### WHAT YOU WILL DO
Please report how many lines of the listing contain the string "silver", giving the number only.

### DATA LISTING
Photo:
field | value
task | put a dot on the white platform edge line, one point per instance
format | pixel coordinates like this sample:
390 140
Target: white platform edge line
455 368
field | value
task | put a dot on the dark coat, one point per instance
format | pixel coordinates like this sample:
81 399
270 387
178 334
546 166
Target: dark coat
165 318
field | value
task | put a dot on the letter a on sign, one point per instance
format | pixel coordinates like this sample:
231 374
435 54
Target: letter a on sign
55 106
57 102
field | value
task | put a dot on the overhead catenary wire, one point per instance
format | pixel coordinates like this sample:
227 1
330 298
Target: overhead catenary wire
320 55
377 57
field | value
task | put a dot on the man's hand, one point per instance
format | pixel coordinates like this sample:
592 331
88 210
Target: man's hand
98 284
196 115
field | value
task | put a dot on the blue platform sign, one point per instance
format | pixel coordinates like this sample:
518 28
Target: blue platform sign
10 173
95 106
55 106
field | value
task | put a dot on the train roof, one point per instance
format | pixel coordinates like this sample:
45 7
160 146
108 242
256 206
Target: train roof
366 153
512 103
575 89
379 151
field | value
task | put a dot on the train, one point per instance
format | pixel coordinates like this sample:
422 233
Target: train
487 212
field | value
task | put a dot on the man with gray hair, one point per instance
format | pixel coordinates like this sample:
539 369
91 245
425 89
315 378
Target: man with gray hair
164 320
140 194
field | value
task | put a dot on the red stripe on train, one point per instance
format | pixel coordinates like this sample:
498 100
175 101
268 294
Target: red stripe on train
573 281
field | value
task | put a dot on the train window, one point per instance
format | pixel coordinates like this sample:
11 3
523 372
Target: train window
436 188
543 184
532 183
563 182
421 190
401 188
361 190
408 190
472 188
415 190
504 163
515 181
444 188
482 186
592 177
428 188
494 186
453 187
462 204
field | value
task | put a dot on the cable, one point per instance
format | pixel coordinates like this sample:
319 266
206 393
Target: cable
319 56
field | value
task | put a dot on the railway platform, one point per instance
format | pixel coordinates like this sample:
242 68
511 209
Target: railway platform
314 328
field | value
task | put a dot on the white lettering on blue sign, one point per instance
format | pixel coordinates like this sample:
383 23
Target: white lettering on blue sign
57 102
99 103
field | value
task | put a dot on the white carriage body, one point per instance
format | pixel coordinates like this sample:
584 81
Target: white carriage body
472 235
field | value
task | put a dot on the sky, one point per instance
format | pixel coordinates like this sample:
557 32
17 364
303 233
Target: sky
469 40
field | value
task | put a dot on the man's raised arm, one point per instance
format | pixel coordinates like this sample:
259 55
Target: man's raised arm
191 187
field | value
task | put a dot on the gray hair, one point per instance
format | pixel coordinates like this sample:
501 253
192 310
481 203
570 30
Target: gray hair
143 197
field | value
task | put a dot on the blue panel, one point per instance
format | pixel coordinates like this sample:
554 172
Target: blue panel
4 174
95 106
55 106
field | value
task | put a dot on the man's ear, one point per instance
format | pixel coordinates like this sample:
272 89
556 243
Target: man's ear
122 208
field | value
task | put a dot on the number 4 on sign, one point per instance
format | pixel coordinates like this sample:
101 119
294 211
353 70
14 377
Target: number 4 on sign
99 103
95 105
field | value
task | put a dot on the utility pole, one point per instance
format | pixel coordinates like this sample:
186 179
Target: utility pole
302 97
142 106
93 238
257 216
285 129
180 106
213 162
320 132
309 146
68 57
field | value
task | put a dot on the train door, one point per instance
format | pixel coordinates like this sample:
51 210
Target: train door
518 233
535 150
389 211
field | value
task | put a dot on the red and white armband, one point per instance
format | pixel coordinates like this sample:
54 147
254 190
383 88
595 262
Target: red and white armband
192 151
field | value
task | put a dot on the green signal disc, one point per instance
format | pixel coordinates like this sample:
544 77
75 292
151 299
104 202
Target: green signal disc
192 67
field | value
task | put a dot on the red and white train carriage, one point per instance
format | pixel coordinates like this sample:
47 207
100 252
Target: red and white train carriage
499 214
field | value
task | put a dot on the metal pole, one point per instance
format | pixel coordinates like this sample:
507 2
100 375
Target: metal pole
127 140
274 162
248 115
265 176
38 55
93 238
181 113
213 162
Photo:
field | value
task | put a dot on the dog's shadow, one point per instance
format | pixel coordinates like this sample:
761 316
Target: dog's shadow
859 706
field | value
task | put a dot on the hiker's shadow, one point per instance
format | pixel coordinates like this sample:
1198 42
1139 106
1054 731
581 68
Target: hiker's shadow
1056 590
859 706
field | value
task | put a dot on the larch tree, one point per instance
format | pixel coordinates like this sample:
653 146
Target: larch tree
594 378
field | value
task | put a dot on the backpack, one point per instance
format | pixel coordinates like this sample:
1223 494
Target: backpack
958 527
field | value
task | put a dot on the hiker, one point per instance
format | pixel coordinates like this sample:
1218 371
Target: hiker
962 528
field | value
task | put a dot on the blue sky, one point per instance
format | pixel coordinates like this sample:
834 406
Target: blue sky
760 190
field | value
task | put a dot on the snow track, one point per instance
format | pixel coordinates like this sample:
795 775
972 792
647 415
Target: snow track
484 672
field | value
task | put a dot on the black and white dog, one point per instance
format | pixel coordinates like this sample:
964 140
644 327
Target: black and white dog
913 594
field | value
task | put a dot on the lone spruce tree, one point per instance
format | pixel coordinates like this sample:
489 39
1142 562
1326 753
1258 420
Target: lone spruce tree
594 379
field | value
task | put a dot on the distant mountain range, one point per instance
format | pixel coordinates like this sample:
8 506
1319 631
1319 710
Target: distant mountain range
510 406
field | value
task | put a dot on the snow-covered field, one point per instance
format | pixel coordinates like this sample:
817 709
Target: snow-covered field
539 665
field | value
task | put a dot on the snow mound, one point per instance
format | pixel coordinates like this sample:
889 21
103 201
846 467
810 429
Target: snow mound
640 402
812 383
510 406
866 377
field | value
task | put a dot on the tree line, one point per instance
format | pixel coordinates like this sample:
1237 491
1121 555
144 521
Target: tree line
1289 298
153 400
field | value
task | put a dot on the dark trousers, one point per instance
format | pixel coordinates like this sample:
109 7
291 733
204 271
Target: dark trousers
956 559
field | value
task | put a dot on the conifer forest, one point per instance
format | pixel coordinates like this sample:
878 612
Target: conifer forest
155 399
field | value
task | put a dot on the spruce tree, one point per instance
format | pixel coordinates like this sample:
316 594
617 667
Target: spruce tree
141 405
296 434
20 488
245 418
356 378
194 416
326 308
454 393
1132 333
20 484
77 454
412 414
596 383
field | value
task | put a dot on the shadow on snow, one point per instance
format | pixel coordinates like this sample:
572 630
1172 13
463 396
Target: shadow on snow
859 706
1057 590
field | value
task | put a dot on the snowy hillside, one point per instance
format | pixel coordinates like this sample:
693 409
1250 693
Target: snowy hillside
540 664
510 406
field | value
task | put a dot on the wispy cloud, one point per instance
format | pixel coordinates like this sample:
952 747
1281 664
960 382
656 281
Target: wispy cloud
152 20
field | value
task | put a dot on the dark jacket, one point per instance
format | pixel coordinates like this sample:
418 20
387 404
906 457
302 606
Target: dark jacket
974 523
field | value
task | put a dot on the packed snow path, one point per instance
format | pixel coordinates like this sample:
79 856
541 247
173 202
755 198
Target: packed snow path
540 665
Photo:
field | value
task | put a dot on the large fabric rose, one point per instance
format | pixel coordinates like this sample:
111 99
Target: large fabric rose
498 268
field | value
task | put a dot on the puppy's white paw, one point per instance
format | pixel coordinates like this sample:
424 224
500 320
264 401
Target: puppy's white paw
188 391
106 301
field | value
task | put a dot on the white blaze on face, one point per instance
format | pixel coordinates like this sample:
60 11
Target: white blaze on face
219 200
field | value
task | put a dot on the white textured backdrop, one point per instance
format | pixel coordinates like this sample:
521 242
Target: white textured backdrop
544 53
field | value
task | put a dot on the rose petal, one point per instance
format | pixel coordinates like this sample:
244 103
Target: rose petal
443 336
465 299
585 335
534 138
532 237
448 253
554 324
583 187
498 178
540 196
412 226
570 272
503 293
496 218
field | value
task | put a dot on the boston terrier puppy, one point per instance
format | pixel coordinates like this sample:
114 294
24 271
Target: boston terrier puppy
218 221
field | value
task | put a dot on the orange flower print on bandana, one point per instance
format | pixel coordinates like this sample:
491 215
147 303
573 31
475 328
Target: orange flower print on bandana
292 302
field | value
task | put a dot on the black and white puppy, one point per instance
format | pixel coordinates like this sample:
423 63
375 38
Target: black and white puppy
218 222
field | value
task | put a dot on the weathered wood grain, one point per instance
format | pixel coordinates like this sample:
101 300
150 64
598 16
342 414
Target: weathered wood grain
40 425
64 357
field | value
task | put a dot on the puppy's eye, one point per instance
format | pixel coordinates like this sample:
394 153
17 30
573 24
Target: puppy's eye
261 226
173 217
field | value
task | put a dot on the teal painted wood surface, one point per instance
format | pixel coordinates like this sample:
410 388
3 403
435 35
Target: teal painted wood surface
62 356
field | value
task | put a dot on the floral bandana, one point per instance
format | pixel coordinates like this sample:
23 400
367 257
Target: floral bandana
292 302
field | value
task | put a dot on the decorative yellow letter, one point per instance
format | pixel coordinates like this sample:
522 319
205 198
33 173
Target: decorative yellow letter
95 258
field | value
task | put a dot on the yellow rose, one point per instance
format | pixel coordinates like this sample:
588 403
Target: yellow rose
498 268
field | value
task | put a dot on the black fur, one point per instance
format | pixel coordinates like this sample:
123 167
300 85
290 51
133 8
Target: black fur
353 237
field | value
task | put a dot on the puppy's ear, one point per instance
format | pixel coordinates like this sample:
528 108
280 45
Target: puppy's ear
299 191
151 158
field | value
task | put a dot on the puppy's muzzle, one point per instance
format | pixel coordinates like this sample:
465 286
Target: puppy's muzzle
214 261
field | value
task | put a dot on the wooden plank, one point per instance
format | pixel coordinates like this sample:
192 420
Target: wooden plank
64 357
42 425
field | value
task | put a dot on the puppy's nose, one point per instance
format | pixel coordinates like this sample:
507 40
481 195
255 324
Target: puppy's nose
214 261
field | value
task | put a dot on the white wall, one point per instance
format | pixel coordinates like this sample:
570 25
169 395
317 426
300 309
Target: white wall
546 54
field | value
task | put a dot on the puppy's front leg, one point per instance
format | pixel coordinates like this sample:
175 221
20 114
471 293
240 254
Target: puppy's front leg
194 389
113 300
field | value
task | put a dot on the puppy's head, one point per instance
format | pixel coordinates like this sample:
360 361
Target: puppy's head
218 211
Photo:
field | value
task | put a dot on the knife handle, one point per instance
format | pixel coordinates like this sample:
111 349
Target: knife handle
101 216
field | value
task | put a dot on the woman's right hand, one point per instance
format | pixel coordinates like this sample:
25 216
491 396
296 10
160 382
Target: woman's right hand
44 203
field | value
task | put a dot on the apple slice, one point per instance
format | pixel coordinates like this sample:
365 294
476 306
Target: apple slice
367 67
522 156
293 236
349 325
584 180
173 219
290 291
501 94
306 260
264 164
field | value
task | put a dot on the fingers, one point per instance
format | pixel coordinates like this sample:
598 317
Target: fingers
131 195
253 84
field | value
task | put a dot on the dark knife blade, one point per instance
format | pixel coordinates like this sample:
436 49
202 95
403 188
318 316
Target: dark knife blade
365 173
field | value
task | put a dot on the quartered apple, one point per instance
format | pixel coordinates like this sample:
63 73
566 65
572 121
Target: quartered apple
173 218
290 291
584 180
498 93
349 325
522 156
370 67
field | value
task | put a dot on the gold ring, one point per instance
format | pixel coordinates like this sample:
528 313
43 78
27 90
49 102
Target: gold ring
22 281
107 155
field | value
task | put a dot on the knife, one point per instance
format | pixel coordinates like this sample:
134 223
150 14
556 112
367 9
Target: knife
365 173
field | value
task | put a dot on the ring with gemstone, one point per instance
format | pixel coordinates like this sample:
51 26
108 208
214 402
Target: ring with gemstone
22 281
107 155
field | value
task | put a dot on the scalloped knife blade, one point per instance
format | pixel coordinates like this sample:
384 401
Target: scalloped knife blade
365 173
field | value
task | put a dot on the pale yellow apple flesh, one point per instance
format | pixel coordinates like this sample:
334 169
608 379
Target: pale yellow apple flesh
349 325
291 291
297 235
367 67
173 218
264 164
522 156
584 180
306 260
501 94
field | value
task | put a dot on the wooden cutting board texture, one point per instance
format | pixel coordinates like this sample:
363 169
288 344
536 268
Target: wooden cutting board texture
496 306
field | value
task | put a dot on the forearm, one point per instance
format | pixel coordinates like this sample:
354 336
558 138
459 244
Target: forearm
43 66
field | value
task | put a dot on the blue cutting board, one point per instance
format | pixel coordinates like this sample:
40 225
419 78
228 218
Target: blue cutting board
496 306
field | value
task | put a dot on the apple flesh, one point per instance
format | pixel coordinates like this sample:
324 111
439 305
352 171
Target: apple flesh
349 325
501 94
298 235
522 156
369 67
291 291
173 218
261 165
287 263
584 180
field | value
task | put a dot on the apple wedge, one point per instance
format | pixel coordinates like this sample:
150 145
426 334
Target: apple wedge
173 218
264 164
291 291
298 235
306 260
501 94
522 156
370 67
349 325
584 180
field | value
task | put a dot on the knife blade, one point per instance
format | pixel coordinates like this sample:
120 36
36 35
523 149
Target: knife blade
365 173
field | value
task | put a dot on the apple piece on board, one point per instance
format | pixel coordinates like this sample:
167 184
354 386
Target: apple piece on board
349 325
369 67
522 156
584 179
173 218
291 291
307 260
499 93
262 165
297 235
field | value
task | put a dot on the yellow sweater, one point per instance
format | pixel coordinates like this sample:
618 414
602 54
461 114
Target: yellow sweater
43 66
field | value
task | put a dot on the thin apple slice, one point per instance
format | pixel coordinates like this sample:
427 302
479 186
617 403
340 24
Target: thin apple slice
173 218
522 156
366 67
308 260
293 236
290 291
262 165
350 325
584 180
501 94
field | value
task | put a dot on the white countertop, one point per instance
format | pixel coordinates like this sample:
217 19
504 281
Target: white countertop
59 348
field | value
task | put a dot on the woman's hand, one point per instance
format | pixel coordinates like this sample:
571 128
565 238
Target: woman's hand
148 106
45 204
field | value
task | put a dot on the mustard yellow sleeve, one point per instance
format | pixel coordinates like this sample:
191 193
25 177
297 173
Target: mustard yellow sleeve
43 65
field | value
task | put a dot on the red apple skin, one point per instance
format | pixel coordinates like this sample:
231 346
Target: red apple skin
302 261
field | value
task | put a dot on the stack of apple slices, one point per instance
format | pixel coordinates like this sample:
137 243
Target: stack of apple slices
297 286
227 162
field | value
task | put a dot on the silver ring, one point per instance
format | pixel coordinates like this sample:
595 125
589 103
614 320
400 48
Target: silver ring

### SOLUTION
2